-------- SUPPLIED INFORMATION --------
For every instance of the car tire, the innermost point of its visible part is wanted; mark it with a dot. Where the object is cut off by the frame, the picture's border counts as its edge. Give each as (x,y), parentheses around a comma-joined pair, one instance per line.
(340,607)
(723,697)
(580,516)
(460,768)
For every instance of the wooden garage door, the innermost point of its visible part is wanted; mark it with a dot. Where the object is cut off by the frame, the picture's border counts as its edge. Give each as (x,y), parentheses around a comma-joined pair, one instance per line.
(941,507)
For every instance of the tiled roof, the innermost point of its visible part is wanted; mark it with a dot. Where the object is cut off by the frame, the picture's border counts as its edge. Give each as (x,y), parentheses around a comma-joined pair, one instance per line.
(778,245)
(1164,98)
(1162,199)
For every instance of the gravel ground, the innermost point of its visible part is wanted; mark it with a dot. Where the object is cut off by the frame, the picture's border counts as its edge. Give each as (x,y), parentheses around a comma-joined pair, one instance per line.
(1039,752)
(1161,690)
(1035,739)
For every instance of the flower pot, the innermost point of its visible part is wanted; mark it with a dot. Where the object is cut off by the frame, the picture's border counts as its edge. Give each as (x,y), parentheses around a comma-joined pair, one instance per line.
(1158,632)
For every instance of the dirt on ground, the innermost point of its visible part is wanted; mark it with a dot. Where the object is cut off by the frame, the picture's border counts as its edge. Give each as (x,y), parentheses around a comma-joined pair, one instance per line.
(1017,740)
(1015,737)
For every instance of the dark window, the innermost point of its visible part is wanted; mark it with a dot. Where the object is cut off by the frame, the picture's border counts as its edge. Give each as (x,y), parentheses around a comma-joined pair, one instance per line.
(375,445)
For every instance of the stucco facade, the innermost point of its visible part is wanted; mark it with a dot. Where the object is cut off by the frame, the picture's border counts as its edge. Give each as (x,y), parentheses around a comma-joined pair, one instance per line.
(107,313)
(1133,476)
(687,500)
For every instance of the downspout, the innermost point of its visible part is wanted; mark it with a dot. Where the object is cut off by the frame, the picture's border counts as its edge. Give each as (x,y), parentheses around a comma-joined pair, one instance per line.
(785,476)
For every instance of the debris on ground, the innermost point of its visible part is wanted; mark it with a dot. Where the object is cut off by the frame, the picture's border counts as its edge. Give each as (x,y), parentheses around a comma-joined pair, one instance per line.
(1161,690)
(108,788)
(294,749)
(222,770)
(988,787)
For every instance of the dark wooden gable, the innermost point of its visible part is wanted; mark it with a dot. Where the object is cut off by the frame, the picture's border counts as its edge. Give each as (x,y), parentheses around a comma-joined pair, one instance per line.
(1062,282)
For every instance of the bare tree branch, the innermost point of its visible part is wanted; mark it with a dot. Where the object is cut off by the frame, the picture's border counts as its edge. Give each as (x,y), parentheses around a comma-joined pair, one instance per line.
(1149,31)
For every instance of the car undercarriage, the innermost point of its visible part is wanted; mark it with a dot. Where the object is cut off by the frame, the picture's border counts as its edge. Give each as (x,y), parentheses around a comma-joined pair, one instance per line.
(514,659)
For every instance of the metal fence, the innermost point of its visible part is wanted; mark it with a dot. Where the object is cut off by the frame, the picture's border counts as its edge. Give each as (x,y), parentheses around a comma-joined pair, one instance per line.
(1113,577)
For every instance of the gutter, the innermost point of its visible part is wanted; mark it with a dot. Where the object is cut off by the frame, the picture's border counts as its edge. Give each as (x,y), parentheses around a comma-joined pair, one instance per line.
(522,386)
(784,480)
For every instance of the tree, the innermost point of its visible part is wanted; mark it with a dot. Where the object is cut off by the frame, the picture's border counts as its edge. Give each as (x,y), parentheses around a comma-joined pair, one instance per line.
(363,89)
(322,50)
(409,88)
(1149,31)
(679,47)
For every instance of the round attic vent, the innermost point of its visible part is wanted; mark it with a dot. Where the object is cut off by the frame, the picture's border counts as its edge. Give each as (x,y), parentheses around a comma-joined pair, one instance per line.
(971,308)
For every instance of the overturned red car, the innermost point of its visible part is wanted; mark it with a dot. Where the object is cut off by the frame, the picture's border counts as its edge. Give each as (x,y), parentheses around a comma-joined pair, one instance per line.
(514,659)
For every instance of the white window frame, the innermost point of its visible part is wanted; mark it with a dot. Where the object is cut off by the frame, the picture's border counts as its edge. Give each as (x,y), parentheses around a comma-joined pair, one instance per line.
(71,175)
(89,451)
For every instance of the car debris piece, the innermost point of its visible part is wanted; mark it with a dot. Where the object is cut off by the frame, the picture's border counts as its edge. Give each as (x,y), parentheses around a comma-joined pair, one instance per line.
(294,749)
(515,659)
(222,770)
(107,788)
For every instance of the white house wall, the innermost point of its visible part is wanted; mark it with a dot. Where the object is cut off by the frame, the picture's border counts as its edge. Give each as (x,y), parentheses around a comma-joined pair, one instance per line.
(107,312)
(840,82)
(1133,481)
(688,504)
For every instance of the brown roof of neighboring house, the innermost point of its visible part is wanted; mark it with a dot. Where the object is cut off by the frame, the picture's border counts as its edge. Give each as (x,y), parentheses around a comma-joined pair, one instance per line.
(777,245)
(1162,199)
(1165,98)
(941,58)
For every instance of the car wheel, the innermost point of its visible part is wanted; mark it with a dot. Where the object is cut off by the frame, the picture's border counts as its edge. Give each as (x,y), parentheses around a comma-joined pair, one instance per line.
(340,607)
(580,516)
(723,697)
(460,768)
--------
TASK TO COMPLETE: In full and without change, transcribe the data above.

TASK ANSWER:
For every instance of the car tire, the innermost point of its visible part is wanted; mark it with a dot. Where the object is cut off by the frame, the picture's border counts as its edge. Give each as (x,y), parentheses around a comma-joined pair, one instance per line.
(340,607)
(723,697)
(580,516)
(460,768)
For every instance of the wooden garage door, the innermost point of its visible part is wanted; mark it with a dot. Where the object is cut off by the frame, the picture's border counts as its edge. Give each as (x,y), parentheses around a comma-joined pair, one instance per line.
(941,507)
For every instance of the tiled roof, the innermost point of its visible part is wanted; mark it with a dot. Where the object is cut off by the frame, the picture's border counts as its edge. Give each as (x,y), parentheses around a comma-joined pair, one instance per line.
(778,245)
(1164,98)
(1162,199)
For every instance of the gravel ground, the innermost point of its visible part is wanted; mark it with a dot. Where the object is cut off by the frame, the picture's border counts as its edge. Give each as (x,y), parentheses around a comma-joined pair, one instance per line.
(1039,752)
(1161,690)
(1035,739)
For every instance of the flower pot, the innermost point of its visible part is wanted; mark it with a dot. Where the object is cut off by the frame, the picture's border counts as its edge. Give each as (x,y), parentheses around a comma-joined pair, one instance per line.
(1158,632)
For every instance of the dirt on ground, the innermost point of its visible part is wanted; mark it with a dot. Where the object is cut off by the frame, the picture's border counts as its edge. Give each as (x,y), parentheses around a comma-joined pair, one instance per line.
(1017,740)
(1015,737)
For every instance of the dark window, the innermost point of its visible part is wanted; mark it with a dot. Where the object is cut off by the frame, the picture's border counts as its edge. Give each as (x,y), parentheses around a comma-joined pair, one instance per line.
(375,445)
For every instance of the stucco facade, the innermost point of its visible part is wanted; mark it with a dot. Where the object is cut off by the frame, the picture's border counts as its edge. Give each as (x,y), parentheses around a comma-joined pair, one instance per line.
(107,313)
(1133,476)
(687,500)
For every instance of the downspout, the innermost point of its visible part is wanted; mark it with a dot. Where the object is cut off by the frame, the picture's border counts as its edge. Give each as (x,y), parentheses around a comma-joined pair, one instance per line.
(785,476)
For every instance of the debris on ground, the innermost point of its visible part is wanted; mark it with a dot. Where the object is cut off by the frame, the picture's border counts as its edge. Give each as (x,y), parentheses around a comma-joined pair, one instance per line.
(1161,690)
(108,788)
(294,749)
(222,770)
(988,787)
For every instance of the dark wooden gable, the innermost point of its visible part is wanted; mark it with a dot. Where the object is cut off by the frame, the picture's border counts as its edge. Give each as (x,y), parentheses around a comma-joined pair, one instance per line.
(1062,282)
For every instance of the bare tree branch, the innermost point of its visible part is wanted; mark it with a dot. Where the object is cut off by the frame, the picture's border counts as its edge. Give each as (x,y), parentheses around a comma-joined pair, one instance per line.
(1149,31)
For every instance of the car undercarriage, the innermost point of its visible part is wanted; mark it with a dot. Where the object is cut off by the frame, the picture's border counts as its edge. Give each as (x,y), parentheses around a comma-joined pair, one instance per line.
(514,659)
For every instance of the metal fence, the innermost point of its visible part is wanted; mark it with a dot. Where the object is cut off by the frame, the picture's border counts as its edge. Give each as (x,y), parentheses around a comma-joined pair, one instance per line.
(1113,577)
For every instance of the gutter, the innermost point of its visible part is wanted; mark it with a dot. Where the object is cut off by the frame, the picture's border counts as its edge. Give each as (x,y), parentheses around a comma-joined pair, one instance per line.
(522,386)
(784,480)
For every instance of the tree, the innermost point of its visible part is wanted; mark it with a dot. Where the object is cut off by the frame, the picture's border counts as its edge. Give each as (x,y), parentheses around a comma-joined pair, one instance per line.
(363,89)
(322,50)
(409,88)
(1149,31)
(679,47)
For every instance of the round attic vent, the innermost point of its visible part is wanted; mark it with a dot. Where the object is cut off by the frame, the picture's border counts as its edge. Give each as (x,y), parentheses around a comma-joined pair, one instance per line.
(971,308)
For every instance of the overturned red car, the innermost point of its visible part is wanted; mark it with a dot. Where the object is cut off by the frame, the picture's border counts as its edge. Give each as (x,y), parentheses around a comma-joined pair, one instance per line.
(514,659)
For every instance of the white window frame, the innermost point of its visible part is wanted; mark it with a dot. Where the object is cut off by the frame, the picture's border counts as its edge. Give each as (x,y), parentheses around a comma-joined pair, one instance per line.
(71,175)
(89,451)
For every instance of the car debris piece, the innermost point of its visible part is wanted; mark it with a dot. Where the object is cut off by the frame, the picture's border counts as its edge. Give each as (x,y), parentheses around a comma-joined pair, one instance per line.
(294,749)
(515,659)
(222,770)
(107,788)
For every instance of the white house wall, the innermost point of its visible part is wanted; mark it with a dot. Where the object is cut off by the frame, the picture's border counts as its edge. Give each as (x,y), parentheses around a comma-joined pair, one instance per line.
(107,312)
(840,82)
(1133,481)
(688,504)
For every instance of the brown roof of neighboring house, the innermost point of its visible part is wanted; mark it with a dot. Where the object is cut off by the frame, the picture's border counts as its edge. Give each as (x,y), parentheses around a comma-joined pair, one instance per line.
(777,245)
(1162,199)
(1165,98)
(941,58)
For every instance of the car wheel, the innermost point of its visible part is wanted; mark it with a dot. Where the object is cut off by the frame, the picture's border counts as its edge. Give each as (x,y), parentheses around a comma-joined pair, one instance per line.
(340,607)
(580,516)
(723,697)
(460,768)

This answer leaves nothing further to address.